## [Brief]
Decide whether each statement agrees with the text about Shigeo Iwanami below: (a) Iwanami's father was a village headman; (b) Iwanami converted to Christianity; (c) Iwanami graduated from the Department of Philosophy in 1908. Answer yes or no for each, and quote the words of the text that decide it.

Extracted text START

Shigeo Iwanami (岩波茂雄, Iwanami Shigeo) was a publisher in the early Shōwa period Japan, and founder of Iwanami Shoten.

==Biography==
Iwanami was born in what is now part of Suwa, Nagano, into a farming family. His father was a village headman, but he died when Iwanami was age 15, and Iwanami was raised by his mother. With the assistance of Shigetake Sugiura, he completed high school in Tokyo. A friend of Misao Fujimura, he was so overcome by the latter’s suicide that he withdrew to a mountain hut at Lake Nojiri for 49 days, contemplating suicide himself, until his mother came to get him.

Iwanami entered Tokyo Imperial University in 1905, where he became interested in the teachings of Uchimura Kanzō, although he never converted to Christianity. He married in 1906, and graduated from the Department of Philosophy in 1908. After graduation, Iwanami worked as an instructor at the Kanda Upper Women’s School, and at the Tokyo Women's School of Gymnastics and Music. Inspired by Leo Tolstoy, Iwanami was convinced that women need to receive an education equal to that of men. Also, during this period, he established a literary circle with his close friend, Yoshishige Abe and held weekly meetings in his home with leading authors to discuss intellectual matters.

Extracted text END
Information shown START

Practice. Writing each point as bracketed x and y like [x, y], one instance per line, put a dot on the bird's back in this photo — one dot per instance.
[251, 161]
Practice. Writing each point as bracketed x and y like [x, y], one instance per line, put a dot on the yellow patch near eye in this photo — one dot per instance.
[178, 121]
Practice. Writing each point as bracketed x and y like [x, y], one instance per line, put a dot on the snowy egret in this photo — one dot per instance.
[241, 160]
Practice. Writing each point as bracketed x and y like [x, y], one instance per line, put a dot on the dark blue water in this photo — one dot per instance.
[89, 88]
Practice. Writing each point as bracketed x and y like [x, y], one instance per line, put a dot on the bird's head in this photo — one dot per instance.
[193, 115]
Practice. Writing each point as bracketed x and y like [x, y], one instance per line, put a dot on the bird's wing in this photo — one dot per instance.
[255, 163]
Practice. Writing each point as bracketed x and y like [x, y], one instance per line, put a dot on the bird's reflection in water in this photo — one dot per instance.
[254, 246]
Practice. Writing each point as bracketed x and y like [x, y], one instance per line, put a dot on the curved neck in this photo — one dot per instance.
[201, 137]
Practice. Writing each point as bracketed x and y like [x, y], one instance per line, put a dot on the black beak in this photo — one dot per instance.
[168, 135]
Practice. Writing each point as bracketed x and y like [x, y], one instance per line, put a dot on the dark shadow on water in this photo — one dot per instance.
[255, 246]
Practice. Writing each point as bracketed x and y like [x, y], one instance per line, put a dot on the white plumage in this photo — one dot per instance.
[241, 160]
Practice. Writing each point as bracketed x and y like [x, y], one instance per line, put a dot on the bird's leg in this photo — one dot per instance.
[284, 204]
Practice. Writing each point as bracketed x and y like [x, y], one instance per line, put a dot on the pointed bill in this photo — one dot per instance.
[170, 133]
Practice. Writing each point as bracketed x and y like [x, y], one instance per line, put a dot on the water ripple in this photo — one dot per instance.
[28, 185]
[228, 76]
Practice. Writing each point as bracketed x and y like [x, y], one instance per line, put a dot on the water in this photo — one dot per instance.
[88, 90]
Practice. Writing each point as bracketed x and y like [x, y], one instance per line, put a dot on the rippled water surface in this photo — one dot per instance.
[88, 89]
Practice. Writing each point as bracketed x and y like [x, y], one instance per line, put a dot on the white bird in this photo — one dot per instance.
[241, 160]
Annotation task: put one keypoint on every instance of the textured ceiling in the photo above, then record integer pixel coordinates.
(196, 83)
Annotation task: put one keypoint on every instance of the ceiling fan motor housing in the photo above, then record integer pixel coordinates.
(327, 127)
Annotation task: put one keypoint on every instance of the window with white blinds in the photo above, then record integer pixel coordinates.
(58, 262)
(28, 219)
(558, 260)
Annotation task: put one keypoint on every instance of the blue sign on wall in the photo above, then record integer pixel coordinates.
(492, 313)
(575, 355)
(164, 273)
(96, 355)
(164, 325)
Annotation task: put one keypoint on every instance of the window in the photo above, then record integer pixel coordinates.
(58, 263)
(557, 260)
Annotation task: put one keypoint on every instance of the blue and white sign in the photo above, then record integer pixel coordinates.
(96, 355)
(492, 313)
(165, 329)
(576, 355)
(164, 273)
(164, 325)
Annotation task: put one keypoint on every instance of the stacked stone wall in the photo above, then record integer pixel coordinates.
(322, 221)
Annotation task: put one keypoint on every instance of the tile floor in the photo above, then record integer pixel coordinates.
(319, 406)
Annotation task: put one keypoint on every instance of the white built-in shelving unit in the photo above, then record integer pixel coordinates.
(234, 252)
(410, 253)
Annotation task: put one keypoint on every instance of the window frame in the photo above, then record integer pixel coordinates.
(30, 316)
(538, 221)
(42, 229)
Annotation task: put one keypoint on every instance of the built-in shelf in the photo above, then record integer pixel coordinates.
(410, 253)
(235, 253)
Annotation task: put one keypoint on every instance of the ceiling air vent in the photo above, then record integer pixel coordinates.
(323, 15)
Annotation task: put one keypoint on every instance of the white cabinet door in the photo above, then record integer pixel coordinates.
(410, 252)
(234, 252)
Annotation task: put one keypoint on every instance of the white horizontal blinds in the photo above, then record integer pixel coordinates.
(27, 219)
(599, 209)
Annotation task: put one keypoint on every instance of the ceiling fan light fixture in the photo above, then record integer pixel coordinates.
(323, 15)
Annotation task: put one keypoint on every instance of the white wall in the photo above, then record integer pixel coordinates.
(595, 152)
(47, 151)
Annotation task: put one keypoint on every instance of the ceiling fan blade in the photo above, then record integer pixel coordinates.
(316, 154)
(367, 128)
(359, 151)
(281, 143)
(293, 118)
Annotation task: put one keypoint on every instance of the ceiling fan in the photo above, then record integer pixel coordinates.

Information shown END

## [Answer below]
(a) Yes: "His father was a village headman"
(b) No: "although he never converted to Christianity"
(c) Yes: "graduated from the Department of Philosophy in 1908"